Challenge ▸ Copy out each line of the items below word for word, changing nothing.

--------------------------------------------------

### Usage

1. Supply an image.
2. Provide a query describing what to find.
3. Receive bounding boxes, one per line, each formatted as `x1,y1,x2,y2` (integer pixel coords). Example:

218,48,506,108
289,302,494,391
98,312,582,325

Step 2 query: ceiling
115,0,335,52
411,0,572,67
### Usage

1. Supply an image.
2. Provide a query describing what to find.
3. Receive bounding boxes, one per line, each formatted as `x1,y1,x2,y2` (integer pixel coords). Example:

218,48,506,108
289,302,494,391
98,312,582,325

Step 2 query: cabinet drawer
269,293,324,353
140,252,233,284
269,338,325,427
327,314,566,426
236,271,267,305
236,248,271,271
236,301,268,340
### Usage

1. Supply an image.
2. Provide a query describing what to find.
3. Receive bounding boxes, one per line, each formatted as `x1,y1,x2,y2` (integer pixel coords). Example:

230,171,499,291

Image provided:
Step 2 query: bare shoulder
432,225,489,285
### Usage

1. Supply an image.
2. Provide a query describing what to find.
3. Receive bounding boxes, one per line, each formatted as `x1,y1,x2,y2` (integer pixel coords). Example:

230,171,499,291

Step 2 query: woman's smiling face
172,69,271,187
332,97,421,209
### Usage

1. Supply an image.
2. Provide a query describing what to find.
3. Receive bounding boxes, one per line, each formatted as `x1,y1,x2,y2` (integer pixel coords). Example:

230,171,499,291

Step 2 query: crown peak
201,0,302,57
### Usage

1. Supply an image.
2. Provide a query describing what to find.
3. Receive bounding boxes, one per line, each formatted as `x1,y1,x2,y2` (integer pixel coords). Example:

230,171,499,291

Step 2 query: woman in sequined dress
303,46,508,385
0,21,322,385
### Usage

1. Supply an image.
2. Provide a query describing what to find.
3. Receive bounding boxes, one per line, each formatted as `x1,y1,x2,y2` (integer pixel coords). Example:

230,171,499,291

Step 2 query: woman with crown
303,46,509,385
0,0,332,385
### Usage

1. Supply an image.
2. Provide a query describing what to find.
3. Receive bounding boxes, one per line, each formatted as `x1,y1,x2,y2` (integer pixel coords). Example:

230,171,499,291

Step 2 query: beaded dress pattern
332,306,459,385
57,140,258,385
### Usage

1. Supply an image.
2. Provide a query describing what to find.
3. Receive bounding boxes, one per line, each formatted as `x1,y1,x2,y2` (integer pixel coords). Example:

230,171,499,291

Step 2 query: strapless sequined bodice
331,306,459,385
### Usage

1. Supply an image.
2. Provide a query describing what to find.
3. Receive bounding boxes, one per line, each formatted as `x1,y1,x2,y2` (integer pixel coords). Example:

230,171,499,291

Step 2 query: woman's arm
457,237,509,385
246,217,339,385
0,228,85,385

--------------------------------------------------

Task result ▸
### Usage

1. Supply an image.
2. Provide a query describing what to find.
3. Receive bounding boxes, one per line, each formatted as `x1,y1,x2,y2` (integer pixel coords). Example:

218,48,506,108
289,302,494,391
98,312,582,325

Step 2 query: ceiling
115,0,335,52
411,0,572,67
### Usage

1. Supply an image.
2. Provide a query describing what to find.
3. Receive bounding boxes, one per line, each formatted as `x1,y1,x2,y2` (integer pixel coords). Example:

218,48,506,108
289,302,494,391
98,312,582,325

Step 2 query: cabinet drawer
269,293,324,353
140,252,233,284
269,338,325,427
327,314,566,426
236,271,267,305
236,248,271,271
236,301,268,340
### Usage

1. Supply an image.
2. Provide a query describing what to find.
3. Receive bounding boxes, one per line, each formatted as `x1,y1,x2,y2` (integer pixel coords). Example:

230,171,499,291

Image provided:
Step 2 query: bare shoulder
432,225,489,285
### Usage

1. Supply an image.
2. Provide a query describing what to find.
3. Receive bounding boxes, one per line, each formatted as `x1,y1,x2,y2` (integer pixel coords). Example:

230,171,499,291

Step 2 query: woman's smiling face
172,69,271,187
332,97,421,209
### Usage

1. Supply an image.
2. Provide a query describing what to find.
3. Receive bounding boxes, one per line, each formatted as `x1,y1,x2,y2` (integer pixel coords). Example:

230,171,499,291

Step 2 query: crown peak
201,0,302,57
### Usage

1. Supply an image.
2. Provide a query describing what to find.
3. Receive bounding boxes, one per line, each formatted as `x1,y1,x2,y2` (integer pixel coords). Example:

230,171,499,291

Step 2 query: woman in sequined dress
303,46,508,385
0,21,322,385
### Usage

1. Supply an image.
2. Provide a query describing what to find.
3. Receive bounding boxes, one per line, each formatted as `x1,y1,x2,y2` (integer pixel coords). Example:

230,171,499,291

Step 2 query: woman with crown
303,46,509,385
0,0,332,385
### Usage

1. Supply an image.
2. Provide a query describing what to find.
3. Receive bounding boxes, one per line, each formatted as `x1,y1,x2,y2` (integer pixel coords). Example:

230,171,499,291

Step 2 query: beaded dress pattern
332,306,459,385
57,140,258,385
### Usage

1. Supply an image.
2. Provide a query describing what to find.
3. Receive bounding boxes, one per line, each formatted as `x1,y1,x2,y2` (integer pixel coords). Example:

230,171,499,291

Step 2 query: strapless sequined bodice
331,306,459,385
### Usage

1. Supply an image.
2. Provide a query describing what to find.
3. Receive bounding boxes, one per line, each formatted as `x1,y1,x2,y2` (integer pixel coords). Example:

230,171,499,291

Step 2 query: woman's arm
457,237,509,385
246,217,339,385
0,228,85,385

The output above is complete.